Extract all lines in the data that contain the word "stone".

--- ENTRIES PROVIDED Enclosed Below ---

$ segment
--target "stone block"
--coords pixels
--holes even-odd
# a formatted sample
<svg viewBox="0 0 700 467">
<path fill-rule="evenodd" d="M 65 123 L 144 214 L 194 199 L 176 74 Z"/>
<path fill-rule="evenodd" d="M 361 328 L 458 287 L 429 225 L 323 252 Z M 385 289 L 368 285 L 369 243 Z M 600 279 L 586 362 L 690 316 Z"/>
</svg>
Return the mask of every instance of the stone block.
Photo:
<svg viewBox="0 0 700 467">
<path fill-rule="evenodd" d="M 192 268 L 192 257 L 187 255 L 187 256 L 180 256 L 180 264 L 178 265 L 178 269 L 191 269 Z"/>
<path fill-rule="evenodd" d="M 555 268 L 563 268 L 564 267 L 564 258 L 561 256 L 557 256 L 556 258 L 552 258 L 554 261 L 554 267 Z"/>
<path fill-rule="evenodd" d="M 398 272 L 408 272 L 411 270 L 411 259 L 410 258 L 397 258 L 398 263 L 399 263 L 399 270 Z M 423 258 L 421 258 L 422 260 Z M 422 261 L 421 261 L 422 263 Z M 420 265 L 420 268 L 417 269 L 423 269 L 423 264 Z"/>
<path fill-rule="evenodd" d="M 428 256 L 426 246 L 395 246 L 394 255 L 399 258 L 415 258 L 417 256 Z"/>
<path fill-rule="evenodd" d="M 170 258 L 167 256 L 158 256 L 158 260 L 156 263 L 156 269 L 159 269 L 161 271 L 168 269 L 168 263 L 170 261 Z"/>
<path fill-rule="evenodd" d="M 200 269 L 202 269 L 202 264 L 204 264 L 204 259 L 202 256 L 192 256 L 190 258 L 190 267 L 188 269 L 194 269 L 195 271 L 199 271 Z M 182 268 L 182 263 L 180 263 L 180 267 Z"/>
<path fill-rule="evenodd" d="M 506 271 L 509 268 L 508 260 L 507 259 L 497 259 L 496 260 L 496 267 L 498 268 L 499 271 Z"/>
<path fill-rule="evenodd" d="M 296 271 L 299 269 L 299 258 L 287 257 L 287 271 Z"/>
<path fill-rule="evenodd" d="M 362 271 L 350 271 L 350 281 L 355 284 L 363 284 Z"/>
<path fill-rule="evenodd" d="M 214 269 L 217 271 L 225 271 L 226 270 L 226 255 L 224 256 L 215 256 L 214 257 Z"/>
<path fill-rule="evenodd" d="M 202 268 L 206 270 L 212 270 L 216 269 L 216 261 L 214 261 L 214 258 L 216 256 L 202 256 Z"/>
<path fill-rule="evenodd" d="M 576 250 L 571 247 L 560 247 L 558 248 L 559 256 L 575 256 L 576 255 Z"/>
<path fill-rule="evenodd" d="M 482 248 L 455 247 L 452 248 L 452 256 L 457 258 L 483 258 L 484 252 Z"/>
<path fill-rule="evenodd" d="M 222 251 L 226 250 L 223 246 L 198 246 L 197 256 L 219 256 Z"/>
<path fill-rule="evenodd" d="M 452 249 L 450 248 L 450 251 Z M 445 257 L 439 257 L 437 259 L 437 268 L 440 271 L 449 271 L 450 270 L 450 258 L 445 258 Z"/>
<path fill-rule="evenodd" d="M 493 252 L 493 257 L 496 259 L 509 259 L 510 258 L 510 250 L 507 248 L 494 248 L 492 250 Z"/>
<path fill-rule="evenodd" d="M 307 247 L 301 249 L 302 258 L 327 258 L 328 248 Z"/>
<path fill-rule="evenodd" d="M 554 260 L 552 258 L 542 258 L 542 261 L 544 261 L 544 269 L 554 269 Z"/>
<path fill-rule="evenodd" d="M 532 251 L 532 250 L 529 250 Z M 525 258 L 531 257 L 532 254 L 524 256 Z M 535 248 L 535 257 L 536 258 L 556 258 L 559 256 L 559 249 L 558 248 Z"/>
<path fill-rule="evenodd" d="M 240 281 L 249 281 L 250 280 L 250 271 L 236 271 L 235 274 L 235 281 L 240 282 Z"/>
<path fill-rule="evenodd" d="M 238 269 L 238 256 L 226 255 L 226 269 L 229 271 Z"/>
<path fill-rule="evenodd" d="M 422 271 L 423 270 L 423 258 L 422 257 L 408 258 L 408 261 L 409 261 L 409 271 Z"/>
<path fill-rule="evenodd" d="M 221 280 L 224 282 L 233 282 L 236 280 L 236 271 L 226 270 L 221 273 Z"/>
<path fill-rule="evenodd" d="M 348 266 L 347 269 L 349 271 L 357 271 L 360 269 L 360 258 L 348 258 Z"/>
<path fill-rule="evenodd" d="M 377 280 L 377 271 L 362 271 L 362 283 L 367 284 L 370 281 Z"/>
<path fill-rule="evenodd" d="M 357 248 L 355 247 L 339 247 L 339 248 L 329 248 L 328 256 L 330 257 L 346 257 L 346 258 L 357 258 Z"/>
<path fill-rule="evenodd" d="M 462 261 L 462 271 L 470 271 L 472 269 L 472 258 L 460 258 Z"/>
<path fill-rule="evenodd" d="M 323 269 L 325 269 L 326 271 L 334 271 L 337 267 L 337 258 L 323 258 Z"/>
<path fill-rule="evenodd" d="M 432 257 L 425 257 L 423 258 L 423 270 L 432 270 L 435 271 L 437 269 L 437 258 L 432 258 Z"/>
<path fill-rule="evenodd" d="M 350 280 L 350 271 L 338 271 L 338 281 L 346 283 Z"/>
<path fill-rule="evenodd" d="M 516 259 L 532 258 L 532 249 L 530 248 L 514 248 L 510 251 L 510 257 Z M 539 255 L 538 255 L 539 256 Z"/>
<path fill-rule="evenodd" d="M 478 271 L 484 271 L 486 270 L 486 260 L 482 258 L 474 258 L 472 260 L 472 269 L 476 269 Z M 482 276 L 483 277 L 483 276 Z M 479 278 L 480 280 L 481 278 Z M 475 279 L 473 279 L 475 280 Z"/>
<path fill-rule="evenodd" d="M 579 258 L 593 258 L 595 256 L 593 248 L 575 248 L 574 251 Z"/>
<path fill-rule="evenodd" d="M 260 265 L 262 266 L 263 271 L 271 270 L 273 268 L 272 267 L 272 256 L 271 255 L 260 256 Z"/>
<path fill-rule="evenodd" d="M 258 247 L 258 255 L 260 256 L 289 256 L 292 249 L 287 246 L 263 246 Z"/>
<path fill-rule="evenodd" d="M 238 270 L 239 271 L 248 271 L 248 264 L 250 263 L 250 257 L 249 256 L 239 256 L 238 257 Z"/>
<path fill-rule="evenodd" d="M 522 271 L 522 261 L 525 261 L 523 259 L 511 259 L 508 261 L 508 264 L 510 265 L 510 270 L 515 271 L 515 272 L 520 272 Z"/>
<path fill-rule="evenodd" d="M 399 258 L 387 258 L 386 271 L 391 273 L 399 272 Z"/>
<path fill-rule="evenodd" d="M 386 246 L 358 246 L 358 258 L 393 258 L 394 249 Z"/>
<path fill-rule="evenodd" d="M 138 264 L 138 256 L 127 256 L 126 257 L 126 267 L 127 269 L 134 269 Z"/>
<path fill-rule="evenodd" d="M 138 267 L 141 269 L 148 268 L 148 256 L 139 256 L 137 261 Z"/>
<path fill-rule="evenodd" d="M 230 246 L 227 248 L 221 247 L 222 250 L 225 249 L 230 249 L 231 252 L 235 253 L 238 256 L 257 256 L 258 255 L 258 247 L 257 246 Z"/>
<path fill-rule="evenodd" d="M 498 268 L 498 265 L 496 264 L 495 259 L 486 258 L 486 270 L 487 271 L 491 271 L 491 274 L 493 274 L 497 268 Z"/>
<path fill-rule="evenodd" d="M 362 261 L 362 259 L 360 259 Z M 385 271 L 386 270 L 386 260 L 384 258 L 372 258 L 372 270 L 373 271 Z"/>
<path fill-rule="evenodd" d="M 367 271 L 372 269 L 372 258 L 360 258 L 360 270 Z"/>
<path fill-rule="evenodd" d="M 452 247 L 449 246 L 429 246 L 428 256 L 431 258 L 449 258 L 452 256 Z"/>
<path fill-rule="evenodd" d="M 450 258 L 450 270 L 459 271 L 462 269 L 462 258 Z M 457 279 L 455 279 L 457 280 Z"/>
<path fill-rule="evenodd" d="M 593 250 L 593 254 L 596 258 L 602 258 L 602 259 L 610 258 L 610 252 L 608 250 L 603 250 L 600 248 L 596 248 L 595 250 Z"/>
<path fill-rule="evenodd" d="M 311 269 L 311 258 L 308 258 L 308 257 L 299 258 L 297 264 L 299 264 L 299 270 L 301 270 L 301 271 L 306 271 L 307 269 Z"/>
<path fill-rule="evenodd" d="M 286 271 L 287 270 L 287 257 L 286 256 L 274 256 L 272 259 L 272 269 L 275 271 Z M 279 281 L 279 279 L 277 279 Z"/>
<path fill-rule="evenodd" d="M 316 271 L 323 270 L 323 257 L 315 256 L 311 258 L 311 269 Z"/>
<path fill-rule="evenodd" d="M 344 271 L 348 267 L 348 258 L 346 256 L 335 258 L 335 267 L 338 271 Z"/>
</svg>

--- End of Enclosed ENTRIES PROVIDED ---

FINISHED TASK
--target "stone block"
Return the mask of every instance of the stone block.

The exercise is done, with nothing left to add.